Work instructions
From the listing below, pull out every line that contains the word "outline".

[Recorded data]
-.-.-

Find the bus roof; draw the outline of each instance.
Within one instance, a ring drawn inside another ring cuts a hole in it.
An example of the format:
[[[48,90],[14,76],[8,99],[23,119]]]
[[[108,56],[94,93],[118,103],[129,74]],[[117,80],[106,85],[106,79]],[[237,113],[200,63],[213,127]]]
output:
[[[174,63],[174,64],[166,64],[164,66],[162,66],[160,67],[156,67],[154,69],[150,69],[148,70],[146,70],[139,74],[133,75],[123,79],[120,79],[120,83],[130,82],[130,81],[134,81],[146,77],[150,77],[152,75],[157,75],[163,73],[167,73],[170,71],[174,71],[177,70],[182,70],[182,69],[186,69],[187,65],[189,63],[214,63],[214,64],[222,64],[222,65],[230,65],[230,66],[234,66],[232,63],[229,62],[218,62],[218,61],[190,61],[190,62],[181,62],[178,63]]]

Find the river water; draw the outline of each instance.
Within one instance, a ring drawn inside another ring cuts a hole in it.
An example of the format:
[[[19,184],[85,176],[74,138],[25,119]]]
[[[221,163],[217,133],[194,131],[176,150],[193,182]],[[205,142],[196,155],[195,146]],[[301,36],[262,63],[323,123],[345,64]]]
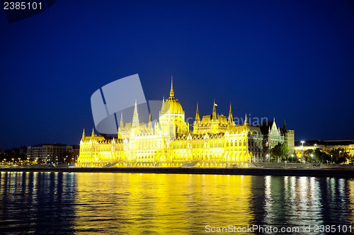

-.-.-

Solution below
Find the bus roof; draw the outline of each instance.
Find the river water; draw the outline of each instance.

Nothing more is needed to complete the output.